### Text provided

So what is wrong with Mississippi? Why are we last, or nearly last, in both Maternal and Infant mortality? While this is an awful statistic, realistically we are not at all far behind many other states. That definitely doesn’t help, but it puts this in perspective. Knowing that the stats across the US in general are pretty bad, what or who do we look to if we are going to be not only better, but a leader in healthy, safe mamas and babies? Where do we find examples?
First let’s take a hard look at Mississippi statistics. According to the Ms State Department of Health, the overall Infant mortality rate reported in 2018 was 8.8, with a target rate of 6.0 in 2020. While White Infant mortality has decreased slightly, Black babies actually are dying at an INCREASED rate. Some counties are as high as 23 deaths per thousand births.
Maternal mortality is around 20 per 100,000, compared to the national average of 18 per 100,000. So why are our mamas and babies dying? Is there someone or something to blame? First is nutrition. If you are not eating a high quality diet, and cannot access a high quality diet, you cannot have a high quality pregnancy. Your placenta, increased blood volume, and many other things are dependent on what you put in your mouth. In our prenatal sessions we will discuss what it means to have a good quality pregnancy diet, and how to eat great on a budget.

### Dataset

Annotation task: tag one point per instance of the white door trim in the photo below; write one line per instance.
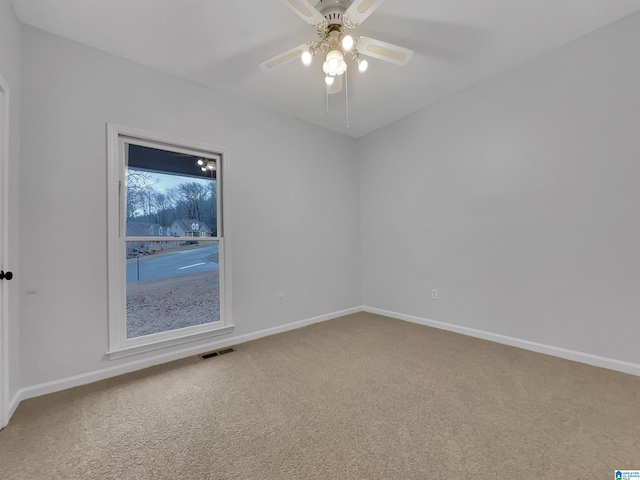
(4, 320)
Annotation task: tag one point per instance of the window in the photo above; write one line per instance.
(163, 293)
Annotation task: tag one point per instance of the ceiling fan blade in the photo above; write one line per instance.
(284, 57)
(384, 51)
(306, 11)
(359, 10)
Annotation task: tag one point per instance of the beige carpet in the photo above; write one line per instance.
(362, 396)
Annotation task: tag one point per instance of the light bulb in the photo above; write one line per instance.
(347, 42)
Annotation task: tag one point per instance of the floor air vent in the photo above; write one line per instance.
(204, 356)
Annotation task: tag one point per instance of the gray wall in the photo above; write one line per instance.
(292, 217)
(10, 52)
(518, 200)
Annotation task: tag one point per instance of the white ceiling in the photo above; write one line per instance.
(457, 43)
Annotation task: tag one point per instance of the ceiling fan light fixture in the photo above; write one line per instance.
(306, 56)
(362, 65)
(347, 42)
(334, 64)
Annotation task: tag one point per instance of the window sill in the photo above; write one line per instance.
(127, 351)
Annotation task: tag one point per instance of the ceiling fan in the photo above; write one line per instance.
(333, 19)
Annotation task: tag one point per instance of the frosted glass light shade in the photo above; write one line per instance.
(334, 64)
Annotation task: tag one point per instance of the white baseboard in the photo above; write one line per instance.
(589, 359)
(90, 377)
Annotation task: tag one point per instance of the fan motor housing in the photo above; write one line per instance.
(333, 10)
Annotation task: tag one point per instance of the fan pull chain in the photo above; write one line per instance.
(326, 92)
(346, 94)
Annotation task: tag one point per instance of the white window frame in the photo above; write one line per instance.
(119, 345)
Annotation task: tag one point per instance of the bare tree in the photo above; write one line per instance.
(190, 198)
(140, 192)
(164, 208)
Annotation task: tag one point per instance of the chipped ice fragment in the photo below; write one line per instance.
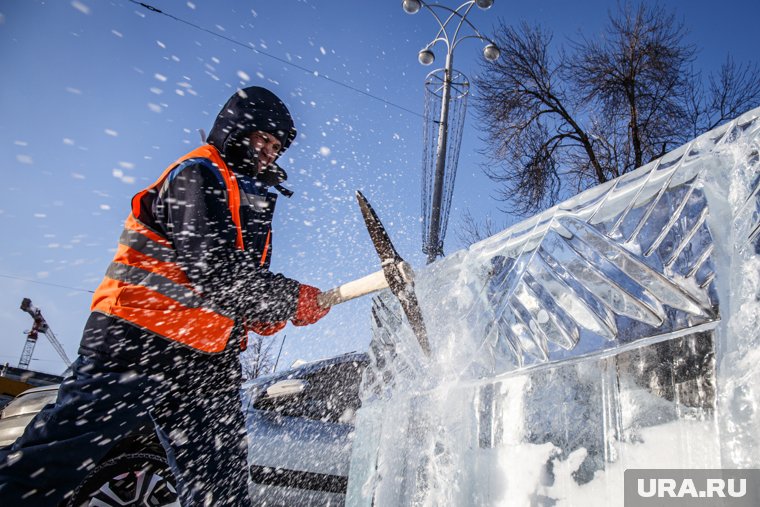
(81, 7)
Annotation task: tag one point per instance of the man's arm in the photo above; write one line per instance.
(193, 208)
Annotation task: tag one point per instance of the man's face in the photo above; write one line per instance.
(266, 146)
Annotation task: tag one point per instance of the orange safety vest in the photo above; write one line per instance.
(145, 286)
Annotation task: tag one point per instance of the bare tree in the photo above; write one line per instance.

### Work to complete
From the text on maternal and infant mortality in Mississippi, extract the passage that begins with the words "So what is wrong" and ends with "we find examples?", copying it word for word.

### Response to the task
So what is wrong with Mississippi? Why are we last, or nearly last, in both Maternal and Infant mortality? While this is an awful statistic, realistically we are not at all far behind many other states. That definitely doesn’t help, but it puts this in perspective. Knowing that the stats across the US in general are pretty bad, what or who do we look to if we are going to be not only better, but a leader in healthy, safe mamas and babies? Where do we find examples?